- [CONSIGNE]
Recopiez fidèlement le passage du texte sur l'intelligence artificielle en entreprise, depuis « Cette décision intervient » jusqu'à « les métiers eux-mêmes. » inclus.

====== PAGE ======

Intelligence artificielle en entreprise: Le dialogue social en action
Deuxième décision judiciaire en quelques mois : la justice confirme l’importance du rôle du CSE dans l’introduction de l’intelligence artificielle au travail.
Le 15 juillet 2025, le tribunal judiciaire de Créteil a ordonné à deux filiales du groupe Infopro Digital – le Groupe Moniteur et le Groupe Industrie Services Info (GISI) – de suspendre l’usage d’outils d’intelligence artificielle tant qu’un processus d’information-consultation des comités sociaux et économiques (CSE) n’aura pas été mené à terme.
Cette décision intervient quelques mois seulement après une première ordonnance sur un sujet similaire, confirmant que la question de la place de l’IA dans l’entreprise entre désormais dans le champ contentieux et qu’elle appelle une vigilance renforcée sur le terrain du dialogue social.
Une technologie qui transforme le travail journalistique
L’outil en question, intégré à l’intranet interne, permet notamment de transcrire des enregistrements audio et d’assister à l’écriture d’articles. Son déploiement, opéré sans consultation préalable des instances représentatives du personnel, a suscité la réaction des syndicats, inquiets de l’impact de ces technologies sur les conditions de travail, l’organisation des tâches et les métiers eux-mêmes.
La juge des référés rappelle d’ailleurs qu’il est « sérieusement incontestable que l’IA est une technologie nouvelle susceptible d’affecter les conditions de travail », justifiant ainsi le droit du CSE à être consulté.

====== DONNÉES EXTRAITES ======

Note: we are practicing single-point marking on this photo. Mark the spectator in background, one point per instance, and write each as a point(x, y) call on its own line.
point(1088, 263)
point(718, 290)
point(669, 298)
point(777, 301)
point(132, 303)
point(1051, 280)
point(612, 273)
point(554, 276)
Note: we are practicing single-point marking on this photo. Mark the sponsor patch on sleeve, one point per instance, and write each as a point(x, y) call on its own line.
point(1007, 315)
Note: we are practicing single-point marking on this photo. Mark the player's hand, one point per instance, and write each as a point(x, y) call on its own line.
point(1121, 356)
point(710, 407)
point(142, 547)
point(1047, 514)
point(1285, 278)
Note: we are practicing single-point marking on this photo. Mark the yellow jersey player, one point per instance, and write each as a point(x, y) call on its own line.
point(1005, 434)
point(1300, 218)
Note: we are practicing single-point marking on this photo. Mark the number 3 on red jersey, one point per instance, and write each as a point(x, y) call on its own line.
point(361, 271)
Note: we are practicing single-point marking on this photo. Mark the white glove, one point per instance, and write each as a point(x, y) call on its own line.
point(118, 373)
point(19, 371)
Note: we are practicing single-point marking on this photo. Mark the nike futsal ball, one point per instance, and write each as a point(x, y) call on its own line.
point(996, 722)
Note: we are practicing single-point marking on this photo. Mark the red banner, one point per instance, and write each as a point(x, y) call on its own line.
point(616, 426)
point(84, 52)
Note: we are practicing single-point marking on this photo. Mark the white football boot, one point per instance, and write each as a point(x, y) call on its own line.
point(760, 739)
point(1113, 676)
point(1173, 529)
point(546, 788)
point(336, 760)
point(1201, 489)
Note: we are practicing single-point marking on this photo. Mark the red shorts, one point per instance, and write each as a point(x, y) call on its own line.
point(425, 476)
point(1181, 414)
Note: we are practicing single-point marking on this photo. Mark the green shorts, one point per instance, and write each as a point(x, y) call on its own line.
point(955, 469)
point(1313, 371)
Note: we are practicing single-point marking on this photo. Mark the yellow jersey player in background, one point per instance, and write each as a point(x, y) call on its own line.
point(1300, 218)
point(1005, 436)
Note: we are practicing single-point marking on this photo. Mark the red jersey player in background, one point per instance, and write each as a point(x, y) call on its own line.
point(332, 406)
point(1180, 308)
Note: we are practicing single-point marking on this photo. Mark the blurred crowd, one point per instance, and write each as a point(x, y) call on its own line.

======

- [CORRIGÉ]
Cette décision intervient quelques mois seulement après une première ordonnance sur un sujet similaire, confirmant que la question de la place de l’IA dans l’entreprise entre désormais dans le champ contentieux et qu’elle appelle une vigilance renforcée sur le terrain du dialogue social.
Une technologie qui transforme le travail journalistique
L’outil en question, intégré à l’intranet interne, permet notamment de transcrire des enregistrements audio et d’assister à l’écriture d’articles. Son déploiement, opéré sans consultation préalable des instances représentatives du personnel, a suscité la réaction des syndicats, inquiets de l’impact de ces technologies sur les conditions de travail, l’organisation des tâches et les métiers eux-mêmes.